_Given data_

★ ★ ★

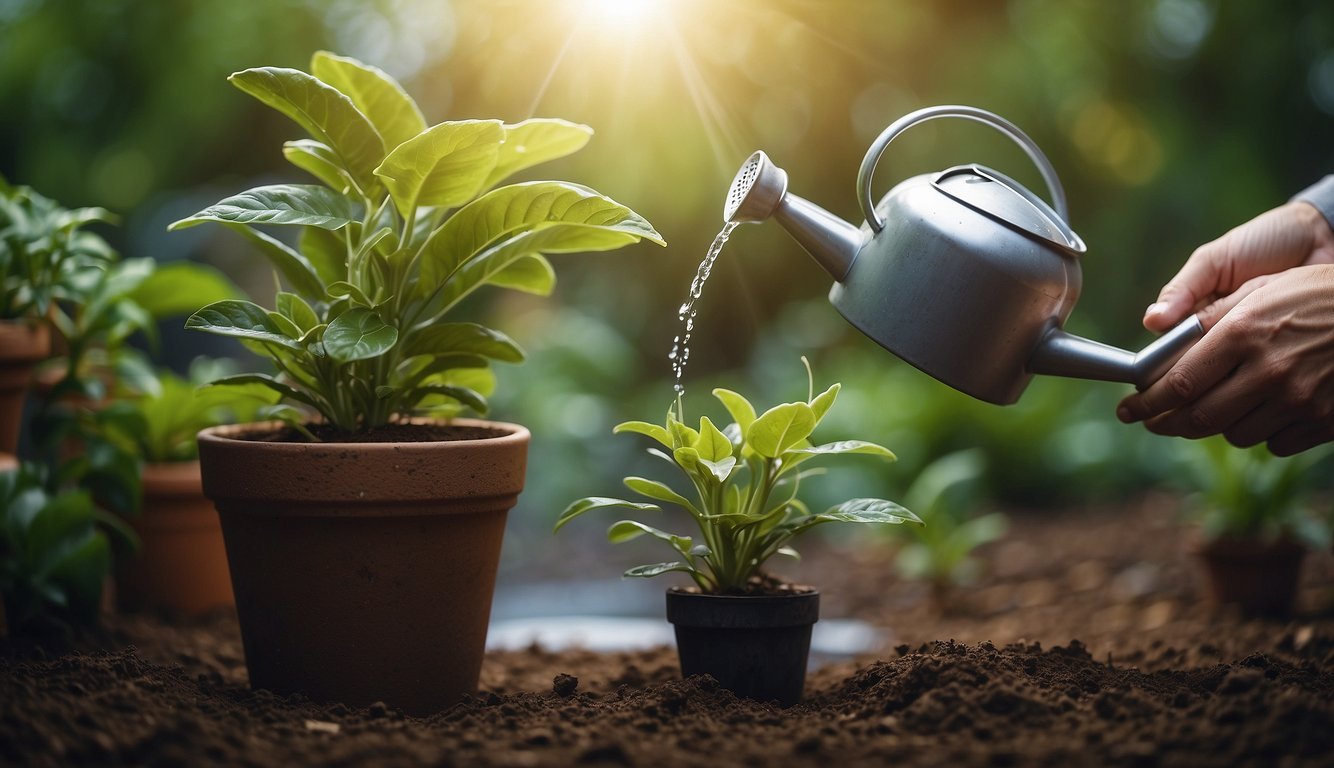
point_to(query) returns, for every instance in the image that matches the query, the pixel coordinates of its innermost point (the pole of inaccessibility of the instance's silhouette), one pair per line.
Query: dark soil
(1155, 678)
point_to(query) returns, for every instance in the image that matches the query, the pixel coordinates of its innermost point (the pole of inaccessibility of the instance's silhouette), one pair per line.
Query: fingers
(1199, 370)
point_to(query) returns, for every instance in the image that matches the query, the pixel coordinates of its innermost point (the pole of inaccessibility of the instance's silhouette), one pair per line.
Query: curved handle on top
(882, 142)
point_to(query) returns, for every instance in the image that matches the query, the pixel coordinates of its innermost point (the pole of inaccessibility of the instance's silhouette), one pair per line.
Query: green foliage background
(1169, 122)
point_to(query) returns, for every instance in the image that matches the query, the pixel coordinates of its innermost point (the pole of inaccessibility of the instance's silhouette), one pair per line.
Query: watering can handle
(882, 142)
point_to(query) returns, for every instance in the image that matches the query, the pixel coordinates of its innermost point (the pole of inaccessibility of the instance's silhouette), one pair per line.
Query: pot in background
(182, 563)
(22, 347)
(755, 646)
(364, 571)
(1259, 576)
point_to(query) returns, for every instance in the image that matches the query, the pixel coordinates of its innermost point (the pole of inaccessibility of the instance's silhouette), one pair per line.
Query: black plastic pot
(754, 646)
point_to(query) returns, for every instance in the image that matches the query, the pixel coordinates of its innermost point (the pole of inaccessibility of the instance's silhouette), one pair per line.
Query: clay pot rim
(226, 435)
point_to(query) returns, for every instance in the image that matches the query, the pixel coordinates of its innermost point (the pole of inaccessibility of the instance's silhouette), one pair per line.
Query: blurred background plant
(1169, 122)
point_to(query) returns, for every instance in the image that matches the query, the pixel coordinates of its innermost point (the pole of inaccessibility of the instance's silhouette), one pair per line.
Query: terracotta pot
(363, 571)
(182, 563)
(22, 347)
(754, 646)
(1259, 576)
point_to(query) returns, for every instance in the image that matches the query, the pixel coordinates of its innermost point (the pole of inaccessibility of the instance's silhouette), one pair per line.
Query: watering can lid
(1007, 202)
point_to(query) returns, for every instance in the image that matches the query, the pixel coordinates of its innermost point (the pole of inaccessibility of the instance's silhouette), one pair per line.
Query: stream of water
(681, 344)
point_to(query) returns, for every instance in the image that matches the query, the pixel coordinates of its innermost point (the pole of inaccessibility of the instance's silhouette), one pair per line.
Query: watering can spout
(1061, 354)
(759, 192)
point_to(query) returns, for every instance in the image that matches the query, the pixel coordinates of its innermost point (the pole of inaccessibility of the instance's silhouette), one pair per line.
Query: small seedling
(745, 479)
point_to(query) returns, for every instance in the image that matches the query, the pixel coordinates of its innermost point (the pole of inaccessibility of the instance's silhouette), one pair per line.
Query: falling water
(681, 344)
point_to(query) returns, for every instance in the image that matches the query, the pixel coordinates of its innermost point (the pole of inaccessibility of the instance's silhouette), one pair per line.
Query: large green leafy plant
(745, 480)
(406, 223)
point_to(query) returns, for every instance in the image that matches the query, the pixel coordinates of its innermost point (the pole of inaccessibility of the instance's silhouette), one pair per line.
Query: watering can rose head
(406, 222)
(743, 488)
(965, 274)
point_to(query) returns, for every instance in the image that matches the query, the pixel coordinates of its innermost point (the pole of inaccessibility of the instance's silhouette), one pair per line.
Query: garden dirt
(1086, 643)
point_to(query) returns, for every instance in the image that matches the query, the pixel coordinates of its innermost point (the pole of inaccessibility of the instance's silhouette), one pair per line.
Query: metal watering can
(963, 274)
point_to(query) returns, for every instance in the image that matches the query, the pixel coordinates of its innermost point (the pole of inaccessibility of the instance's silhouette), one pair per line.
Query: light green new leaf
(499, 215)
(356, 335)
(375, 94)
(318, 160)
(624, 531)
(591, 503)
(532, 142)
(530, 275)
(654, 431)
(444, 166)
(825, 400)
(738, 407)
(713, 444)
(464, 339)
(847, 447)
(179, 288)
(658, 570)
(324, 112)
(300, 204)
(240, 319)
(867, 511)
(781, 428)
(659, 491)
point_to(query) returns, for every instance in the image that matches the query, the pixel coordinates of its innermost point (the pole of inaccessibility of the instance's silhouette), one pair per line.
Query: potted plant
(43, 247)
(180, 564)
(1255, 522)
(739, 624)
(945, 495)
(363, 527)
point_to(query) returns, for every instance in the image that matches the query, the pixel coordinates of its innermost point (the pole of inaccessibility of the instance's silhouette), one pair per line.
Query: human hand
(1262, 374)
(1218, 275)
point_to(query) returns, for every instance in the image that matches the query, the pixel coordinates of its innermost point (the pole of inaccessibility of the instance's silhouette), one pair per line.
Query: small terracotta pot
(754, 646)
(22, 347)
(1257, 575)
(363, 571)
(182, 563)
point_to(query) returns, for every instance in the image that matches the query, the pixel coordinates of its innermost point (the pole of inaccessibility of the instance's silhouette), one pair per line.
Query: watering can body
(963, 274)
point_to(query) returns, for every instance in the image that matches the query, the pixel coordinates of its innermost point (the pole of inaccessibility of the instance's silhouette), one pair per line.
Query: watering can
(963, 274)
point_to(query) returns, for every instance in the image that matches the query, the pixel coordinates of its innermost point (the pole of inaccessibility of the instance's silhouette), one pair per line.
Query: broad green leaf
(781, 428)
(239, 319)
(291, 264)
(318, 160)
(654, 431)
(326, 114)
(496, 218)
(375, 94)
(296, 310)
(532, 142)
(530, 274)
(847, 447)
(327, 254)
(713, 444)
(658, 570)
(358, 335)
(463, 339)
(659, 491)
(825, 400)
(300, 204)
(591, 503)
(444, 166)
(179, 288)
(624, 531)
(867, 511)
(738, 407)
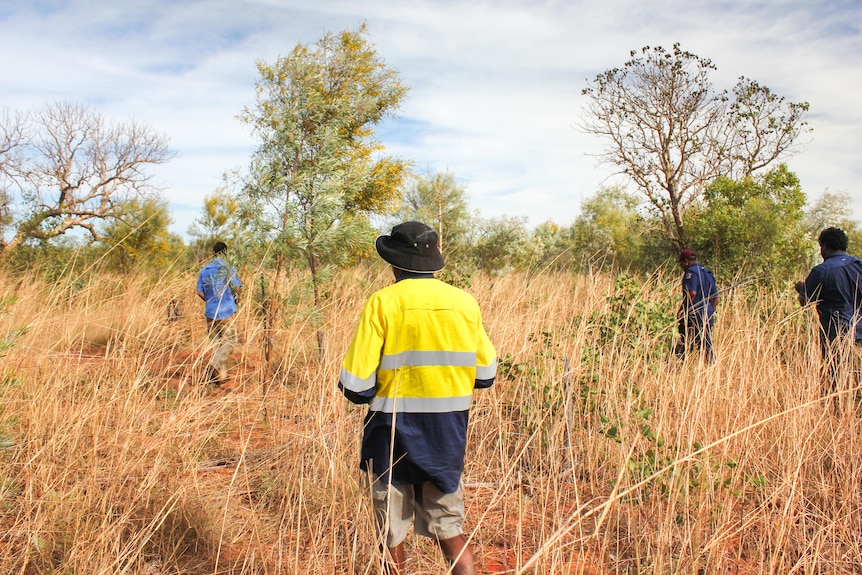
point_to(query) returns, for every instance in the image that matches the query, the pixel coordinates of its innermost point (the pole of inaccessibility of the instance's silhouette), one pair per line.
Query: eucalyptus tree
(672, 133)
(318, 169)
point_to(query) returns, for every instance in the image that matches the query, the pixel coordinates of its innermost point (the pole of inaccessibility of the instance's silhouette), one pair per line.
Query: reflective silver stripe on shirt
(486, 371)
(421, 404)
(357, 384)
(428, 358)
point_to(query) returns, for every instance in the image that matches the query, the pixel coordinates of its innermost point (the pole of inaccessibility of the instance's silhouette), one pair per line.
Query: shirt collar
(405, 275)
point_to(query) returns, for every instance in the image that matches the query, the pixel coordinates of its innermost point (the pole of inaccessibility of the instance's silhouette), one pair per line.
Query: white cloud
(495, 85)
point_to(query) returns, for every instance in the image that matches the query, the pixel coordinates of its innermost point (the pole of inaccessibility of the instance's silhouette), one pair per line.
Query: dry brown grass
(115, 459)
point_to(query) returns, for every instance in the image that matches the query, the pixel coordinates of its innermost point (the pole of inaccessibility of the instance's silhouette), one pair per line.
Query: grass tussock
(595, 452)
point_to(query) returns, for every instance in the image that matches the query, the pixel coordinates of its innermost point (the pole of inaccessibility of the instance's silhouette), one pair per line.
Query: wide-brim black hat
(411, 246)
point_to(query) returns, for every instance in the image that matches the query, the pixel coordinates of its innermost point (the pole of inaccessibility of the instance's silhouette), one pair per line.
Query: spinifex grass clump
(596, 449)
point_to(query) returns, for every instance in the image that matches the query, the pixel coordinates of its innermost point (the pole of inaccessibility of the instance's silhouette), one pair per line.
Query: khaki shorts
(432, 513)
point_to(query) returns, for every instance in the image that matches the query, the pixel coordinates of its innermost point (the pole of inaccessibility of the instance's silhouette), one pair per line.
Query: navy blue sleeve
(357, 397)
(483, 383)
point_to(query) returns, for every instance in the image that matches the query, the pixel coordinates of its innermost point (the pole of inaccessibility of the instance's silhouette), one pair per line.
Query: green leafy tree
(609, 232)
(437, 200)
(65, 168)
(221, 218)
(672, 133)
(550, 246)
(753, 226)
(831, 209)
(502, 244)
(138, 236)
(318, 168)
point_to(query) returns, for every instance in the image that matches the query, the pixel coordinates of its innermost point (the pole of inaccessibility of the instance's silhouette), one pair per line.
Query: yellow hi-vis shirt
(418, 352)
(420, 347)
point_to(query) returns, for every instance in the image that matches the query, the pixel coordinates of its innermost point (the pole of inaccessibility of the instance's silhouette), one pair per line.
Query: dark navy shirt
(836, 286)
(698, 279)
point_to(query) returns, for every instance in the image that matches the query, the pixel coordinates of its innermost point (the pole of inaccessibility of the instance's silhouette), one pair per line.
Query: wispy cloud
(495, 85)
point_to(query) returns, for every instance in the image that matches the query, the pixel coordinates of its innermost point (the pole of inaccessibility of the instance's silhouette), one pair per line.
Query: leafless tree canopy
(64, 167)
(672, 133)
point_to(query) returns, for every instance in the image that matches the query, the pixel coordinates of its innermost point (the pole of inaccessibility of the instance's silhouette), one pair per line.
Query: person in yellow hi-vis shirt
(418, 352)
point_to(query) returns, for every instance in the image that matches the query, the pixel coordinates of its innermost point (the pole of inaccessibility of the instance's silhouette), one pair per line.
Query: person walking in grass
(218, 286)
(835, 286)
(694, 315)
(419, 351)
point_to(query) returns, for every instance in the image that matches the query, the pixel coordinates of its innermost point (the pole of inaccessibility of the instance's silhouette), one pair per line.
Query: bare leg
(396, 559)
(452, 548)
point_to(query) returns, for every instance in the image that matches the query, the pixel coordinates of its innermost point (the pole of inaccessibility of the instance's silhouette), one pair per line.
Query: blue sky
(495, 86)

★ ★ ★

_Your objective_
Add 10 to every coordinate in the answers, and write out again only the stretch from the start of the records through the line containing "(1155, 678)", with the requests included and the pictures left out.

_Written response_
point_to(query) returns, for every instance in the image that matches the query, the pixel coordinates of its innermost point (the pole of inaccessibility of the instance's silhouette), one pair per line.
Query: dark soil
(1165, 688)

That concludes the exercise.